:: Text under study ::

Biology core problem solutions

Solution to Problem 1 – Resonant cell growth#

We are given

$$ G(t) = G_0 e^{D_3 τ_r t} $$

The “growth factor” at time $$t$$ is

$$ F(t) = e^{D_3 τ_r t} $$

If $$τ_r$$ is increased by 10%, then

$$ τ_r' = 1.1τ_r $$

The new growth factor is

$$ F'(t) = e^{D_3 τ_r' t} = e^{D_3 (1.1τ_r) t} = e^{1.1 D_3 τ_r t} $$

We can express this in terms of the original factor $$F(t)$$:

$$ F'(t) = \left(e^{D_3 τ_r t}\right)^{1.1} = \left(F(t)\right)^{1.1} $$

So the factor by which the growth factor changes is

$$ \frac{F'(t)}{F(t)} = e^{(1.1 - 1) D_3 τ_r t} = e^{0.1 D_3 τ_r t} $$

Answer: At fixed $$t$$, the growth factor is multiplied by $$e^{0.1 D_3 τ_r t}$$, equivalently $$F'(t) = F(t)^{1.1}$$

Solution to Problem 2 – Protein folding stability under environmental resonance#

Protein stability is modeled as

$$ P = \frac{ΛΘ}{D_9} $$

We want to keep $$P$$ constant while $$D_9$$ changes. Let the new destabilizing factor be $$D_9'$$ and the new temperature parameter be $$Θ'$$ Constancy of $$P$$ means

$$ \frac{ΛΘ}{D_9} = \frac{ΛΘ'}{D_9'} $$

We can cancel $$Λ$$ (assumed unchanged):

$$ \frac{Θ}{D_9} = \frac{Θ'}{D_9'} $$

Solving for $$Θ'$$:

$$ Θ' = Θ \cdot \frac{D_9'}{D_9} $$

Answer: $$Θ$$ must be scaled in direct proportion to the change in $$D_9$$, i.e. $$Θ' = Θ \cdot \dfrac{D_9'}{D_9}$$

Solution to Problem 3 – Neural oscillation coupling#

The neural resonance frequency is

$$ f_n = T_f D_6 $$

We assume $$D_6$$ is fixed. Let the required new frequency be $$f_n' = 1.15 f_n$$ (a 15% increase). Then

$$ f_n' = T_f' D_6 = 1.15 f_n = 1.15 T_f D_6 $$

Since $$D_6$$ is unchanged, we can divide both sides by $$D_6$$:

$$ T_f' = 1.15 T_f $$

Answer: $$T_f$$ must be increased by 15% (multiplied by 1.15).

:::
:: Dataset ::

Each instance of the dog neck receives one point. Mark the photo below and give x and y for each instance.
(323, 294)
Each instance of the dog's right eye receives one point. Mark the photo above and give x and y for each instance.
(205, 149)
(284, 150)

:::

* [Assignment 1]:
Rewrite the biology problem solutions starting at "We assume $$D_6$$" and ending at "(multiplied by 1.15).", with "unchanged" replaced by "constant".
* [Assignment 2]:
For the biology problem solutions, state whether each statement below agrees with the text. Answer yes or no for each, and quote the deciding words.
(a) In Problem 2, Λ is taken to stay the same.
(b) Problem 1 considers a 20% increase in τ_r.
(c) Problem 3 requires the neural resonance frequency to rise by 15%.
* [Assignment 3]:
According to the biology problem solutions, how must T_f change in Problem 3?

* [Result 1]:
We assume $$D_6$$ is fixed. Let the required new frequency be $$f_n' = 1.15 f_n$$ (a 15% increase). Then

$$ f_n' = T_f' D_6 = 1.15 f_n = 1.15 T_f D_6 $$

Since $$D_6$$ is constant, we can divide both sides by $$D_6$$:

$$ T_f' = 1.15 T_f $$

Answer: $$T_f$$ must be increased by 15% (multiplied by 1.15).

* [Result 2]:
(a) Yes: "(assumed unchanged)"
(b) No: "is increased by 10%"
(c) Yes: "(a 15% increase)"

* [Result 3]:
T_f must be increased by 15%, which means it is multiplied by 1.15.